Change "helmet" to "headgear" in the records from the first line up to and including the line containing "115), (182, 111)]]", leaving everything else the same. Give back only those lines.
========
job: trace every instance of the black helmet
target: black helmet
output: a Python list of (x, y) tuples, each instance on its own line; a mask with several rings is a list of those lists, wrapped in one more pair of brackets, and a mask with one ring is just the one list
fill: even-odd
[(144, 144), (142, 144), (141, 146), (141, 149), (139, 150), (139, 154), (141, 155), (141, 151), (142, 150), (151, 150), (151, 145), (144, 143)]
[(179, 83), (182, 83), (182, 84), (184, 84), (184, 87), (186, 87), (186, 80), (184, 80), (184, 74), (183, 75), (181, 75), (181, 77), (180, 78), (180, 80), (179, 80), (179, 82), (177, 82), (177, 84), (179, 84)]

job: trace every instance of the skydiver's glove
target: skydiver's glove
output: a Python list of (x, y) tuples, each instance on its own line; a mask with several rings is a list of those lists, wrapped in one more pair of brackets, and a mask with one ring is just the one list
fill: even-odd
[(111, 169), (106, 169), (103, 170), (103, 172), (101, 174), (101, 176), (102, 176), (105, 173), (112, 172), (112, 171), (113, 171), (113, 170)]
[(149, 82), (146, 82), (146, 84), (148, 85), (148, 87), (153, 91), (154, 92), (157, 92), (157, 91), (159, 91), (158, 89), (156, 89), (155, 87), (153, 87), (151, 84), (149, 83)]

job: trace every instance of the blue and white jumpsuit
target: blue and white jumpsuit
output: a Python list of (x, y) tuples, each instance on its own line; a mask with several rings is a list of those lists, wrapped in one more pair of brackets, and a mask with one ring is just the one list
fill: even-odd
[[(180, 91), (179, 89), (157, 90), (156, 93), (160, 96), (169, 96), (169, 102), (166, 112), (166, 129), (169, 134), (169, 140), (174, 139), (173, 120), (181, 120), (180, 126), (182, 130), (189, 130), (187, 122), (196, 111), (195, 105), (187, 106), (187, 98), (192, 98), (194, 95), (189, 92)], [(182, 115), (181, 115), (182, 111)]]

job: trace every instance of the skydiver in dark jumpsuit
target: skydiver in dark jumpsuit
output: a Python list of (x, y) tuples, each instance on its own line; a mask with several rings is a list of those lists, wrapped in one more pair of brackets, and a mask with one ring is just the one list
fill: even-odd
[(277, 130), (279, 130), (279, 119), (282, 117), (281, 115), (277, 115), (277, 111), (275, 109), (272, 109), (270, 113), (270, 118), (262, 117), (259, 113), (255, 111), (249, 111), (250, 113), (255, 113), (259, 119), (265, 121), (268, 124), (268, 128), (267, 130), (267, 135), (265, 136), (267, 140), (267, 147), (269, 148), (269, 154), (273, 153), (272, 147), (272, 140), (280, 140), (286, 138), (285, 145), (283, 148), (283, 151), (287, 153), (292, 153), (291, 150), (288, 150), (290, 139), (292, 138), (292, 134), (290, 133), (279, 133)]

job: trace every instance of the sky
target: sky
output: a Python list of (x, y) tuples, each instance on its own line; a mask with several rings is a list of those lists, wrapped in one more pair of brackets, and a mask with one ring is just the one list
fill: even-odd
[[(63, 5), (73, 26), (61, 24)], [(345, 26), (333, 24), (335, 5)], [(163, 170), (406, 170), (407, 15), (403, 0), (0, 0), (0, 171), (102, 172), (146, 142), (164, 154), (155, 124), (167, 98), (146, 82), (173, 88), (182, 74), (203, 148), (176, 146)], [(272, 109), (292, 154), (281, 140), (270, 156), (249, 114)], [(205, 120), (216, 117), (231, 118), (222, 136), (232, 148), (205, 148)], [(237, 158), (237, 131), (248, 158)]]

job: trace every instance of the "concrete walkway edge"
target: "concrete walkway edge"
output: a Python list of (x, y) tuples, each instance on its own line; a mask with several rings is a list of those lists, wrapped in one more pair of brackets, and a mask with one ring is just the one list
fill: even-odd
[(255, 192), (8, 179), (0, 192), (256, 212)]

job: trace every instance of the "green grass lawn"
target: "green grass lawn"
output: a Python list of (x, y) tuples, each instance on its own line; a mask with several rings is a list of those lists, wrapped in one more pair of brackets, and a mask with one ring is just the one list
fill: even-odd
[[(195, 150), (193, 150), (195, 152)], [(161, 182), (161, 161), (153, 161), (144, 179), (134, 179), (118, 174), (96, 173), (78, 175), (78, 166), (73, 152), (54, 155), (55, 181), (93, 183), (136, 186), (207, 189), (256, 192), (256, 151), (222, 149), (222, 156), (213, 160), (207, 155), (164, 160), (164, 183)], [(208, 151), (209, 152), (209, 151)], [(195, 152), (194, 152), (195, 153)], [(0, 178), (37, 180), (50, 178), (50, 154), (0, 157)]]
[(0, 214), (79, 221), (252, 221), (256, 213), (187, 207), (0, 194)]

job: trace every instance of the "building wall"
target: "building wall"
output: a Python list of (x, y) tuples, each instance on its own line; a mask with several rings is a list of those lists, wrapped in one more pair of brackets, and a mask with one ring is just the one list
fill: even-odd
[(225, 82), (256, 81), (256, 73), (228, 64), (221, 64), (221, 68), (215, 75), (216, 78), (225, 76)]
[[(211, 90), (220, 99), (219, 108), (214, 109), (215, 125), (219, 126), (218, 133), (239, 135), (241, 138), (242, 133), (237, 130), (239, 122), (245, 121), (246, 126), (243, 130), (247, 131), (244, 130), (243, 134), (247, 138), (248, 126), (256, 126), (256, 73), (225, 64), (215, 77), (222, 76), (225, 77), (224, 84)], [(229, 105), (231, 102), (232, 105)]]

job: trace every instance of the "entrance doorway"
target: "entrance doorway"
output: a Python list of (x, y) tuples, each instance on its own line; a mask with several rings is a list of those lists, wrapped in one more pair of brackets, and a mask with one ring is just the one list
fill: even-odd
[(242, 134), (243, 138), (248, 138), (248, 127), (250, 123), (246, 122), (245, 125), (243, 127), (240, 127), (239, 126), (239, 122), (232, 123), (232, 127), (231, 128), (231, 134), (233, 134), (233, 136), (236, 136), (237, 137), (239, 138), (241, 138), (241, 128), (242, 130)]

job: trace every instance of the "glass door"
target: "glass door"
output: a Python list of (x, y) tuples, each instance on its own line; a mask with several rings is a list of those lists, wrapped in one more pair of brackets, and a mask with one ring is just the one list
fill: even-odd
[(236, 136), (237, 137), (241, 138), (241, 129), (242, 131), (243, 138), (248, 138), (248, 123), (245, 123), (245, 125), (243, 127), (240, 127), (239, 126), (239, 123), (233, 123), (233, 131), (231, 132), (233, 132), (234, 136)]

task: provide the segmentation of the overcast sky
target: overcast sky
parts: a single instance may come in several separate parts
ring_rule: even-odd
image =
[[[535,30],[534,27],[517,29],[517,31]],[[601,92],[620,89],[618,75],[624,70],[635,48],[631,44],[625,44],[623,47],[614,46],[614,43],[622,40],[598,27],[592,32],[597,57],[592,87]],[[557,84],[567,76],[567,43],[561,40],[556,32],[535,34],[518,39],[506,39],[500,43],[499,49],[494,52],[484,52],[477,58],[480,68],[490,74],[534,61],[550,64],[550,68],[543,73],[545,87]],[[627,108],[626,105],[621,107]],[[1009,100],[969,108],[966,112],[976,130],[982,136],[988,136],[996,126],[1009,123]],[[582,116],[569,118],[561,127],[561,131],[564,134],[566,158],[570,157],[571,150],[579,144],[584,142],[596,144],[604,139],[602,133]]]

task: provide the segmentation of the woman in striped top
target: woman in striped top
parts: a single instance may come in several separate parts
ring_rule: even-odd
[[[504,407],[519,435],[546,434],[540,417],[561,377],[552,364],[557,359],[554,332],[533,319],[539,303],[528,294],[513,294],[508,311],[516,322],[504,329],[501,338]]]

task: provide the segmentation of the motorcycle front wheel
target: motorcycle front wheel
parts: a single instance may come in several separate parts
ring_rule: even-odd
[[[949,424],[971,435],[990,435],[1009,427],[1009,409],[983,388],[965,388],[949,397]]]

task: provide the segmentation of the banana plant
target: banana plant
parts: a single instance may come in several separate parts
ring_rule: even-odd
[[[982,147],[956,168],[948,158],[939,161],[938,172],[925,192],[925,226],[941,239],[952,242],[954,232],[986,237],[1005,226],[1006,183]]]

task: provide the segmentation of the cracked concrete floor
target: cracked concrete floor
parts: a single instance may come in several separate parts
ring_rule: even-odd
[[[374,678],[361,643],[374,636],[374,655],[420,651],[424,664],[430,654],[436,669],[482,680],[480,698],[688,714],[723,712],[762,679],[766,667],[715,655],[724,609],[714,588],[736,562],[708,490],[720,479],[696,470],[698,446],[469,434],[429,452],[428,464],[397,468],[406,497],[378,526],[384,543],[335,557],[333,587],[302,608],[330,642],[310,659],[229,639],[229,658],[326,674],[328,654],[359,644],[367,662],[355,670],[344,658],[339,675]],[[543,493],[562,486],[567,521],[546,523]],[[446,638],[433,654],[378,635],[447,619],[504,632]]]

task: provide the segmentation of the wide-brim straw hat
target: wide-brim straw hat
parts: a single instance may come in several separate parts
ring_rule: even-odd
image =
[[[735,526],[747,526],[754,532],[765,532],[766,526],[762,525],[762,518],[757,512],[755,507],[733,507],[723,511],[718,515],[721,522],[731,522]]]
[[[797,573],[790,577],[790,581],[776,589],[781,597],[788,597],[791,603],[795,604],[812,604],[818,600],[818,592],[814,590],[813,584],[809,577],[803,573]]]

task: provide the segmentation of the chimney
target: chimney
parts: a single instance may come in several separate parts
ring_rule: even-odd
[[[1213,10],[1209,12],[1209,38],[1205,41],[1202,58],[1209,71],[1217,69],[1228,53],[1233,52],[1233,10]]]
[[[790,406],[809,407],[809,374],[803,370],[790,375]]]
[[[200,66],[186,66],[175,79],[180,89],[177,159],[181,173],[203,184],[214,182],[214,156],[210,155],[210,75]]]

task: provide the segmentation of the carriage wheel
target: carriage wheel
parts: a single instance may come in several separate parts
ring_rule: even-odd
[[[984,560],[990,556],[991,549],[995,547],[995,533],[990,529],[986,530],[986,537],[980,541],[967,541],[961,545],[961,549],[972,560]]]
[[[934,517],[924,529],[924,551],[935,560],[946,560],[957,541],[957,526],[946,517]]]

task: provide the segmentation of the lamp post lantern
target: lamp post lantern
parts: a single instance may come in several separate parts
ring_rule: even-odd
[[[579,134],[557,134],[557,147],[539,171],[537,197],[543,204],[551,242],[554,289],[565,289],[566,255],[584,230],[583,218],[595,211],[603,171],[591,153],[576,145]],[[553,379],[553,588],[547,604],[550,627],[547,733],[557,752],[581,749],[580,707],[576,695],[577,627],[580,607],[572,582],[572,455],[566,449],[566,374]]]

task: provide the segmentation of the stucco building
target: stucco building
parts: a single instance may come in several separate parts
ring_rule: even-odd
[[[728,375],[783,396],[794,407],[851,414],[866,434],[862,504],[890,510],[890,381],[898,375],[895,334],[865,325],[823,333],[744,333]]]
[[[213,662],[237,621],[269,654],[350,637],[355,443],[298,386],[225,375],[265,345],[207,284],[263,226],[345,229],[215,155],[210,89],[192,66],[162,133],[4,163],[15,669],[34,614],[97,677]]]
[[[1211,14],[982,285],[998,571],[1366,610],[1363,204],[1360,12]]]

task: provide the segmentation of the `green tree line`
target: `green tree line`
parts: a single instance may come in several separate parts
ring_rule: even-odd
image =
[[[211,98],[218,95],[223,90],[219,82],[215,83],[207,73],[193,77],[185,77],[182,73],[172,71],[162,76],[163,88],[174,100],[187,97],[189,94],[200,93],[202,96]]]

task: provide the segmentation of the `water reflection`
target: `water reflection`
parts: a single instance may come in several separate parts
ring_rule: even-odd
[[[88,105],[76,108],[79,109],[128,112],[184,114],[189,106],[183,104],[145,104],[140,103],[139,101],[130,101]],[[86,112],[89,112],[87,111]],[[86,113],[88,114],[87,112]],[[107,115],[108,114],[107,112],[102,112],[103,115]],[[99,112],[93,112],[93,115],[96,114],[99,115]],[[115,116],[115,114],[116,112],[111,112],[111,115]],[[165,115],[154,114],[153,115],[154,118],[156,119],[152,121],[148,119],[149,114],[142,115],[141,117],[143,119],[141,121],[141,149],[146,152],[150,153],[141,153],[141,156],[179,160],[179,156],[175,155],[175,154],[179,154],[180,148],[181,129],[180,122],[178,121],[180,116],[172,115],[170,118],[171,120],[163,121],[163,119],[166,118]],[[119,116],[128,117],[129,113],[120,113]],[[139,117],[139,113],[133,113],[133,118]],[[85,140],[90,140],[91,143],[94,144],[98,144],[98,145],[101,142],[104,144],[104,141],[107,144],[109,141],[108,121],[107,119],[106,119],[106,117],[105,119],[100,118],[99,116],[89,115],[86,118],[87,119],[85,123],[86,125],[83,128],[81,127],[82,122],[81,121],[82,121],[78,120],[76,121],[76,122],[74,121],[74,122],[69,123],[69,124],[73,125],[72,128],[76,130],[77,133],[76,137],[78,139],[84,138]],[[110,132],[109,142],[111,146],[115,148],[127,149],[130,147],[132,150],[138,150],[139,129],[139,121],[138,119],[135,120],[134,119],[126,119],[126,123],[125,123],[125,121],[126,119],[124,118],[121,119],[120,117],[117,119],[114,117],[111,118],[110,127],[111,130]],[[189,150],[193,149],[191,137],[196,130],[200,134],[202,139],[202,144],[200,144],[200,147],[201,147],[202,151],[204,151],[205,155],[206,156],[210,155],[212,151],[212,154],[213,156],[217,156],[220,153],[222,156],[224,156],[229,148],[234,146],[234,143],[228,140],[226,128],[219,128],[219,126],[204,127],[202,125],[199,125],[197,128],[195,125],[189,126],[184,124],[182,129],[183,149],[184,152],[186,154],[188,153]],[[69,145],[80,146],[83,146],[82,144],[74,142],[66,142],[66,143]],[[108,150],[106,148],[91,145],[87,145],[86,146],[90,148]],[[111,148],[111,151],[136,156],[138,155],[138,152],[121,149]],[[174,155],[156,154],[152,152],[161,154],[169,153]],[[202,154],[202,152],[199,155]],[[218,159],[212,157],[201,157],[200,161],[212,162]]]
========
→ **Response to the exercise**:
job: trace every instance of the black headgear
target: black headgear
output: a Python list of (x, y) tuples, each instance on its own line; a mask with several rings is a list of those lists, wrapped in one more pair of brackets, and a mask with one ring is just the one list
fill: even-odd
[(144, 144), (142, 144), (141, 146), (141, 149), (139, 150), (139, 154), (141, 155), (141, 151), (142, 150), (151, 150), (151, 145), (144, 143)]
[(179, 83), (182, 83), (182, 84), (184, 84), (184, 87), (186, 87), (186, 80), (184, 80), (184, 74), (183, 75), (181, 75), (181, 77), (180, 78), (180, 80), (179, 80), (179, 82), (177, 82), (177, 84), (179, 84)]

job: trace every instance of the skydiver's glove
target: skydiver's glove
output: a Python list of (x, y) tuples, each instance on its own line; a mask with several rings is a list of those lists, wrapped in one more pair of brackets, and a mask with one ring is just the one list
fill: even-odd
[(111, 169), (106, 169), (103, 170), (103, 172), (101, 174), (101, 176), (102, 176), (105, 173), (112, 172), (112, 171), (113, 171), (113, 170)]
[(149, 82), (146, 82), (146, 84), (148, 85), (148, 87), (153, 91), (154, 92), (157, 92), (157, 91), (159, 91), (158, 89), (156, 89), (155, 87), (153, 87), (151, 84), (149, 83)]

job: trace every instance of the blue and white jumpsuit
target: blue and white jumpsuit
output: a Python list of (x, y) tuples, each instance on its own line; a mask with several rings is a list of those lists, wrapped in one more pair of brackets, and a mask with one ring is just the one list
fill: even-odd
[[(180, 91), (179, 89), (157, 90), (156, 93), (160, 96), (169, 96), (169, 102), (166, 112), (166, 129), (169, 134), (169, 140), (174, 139), (173, 120), (181, 120), (180, 126), (182, 130), (189, 130), (187, 122), (196, 111), (195, 105), (187, 106), (187, 98), (192, 98), (194, 95), (189, 92)], [(182, 115), (181, 115), (182, 111)]]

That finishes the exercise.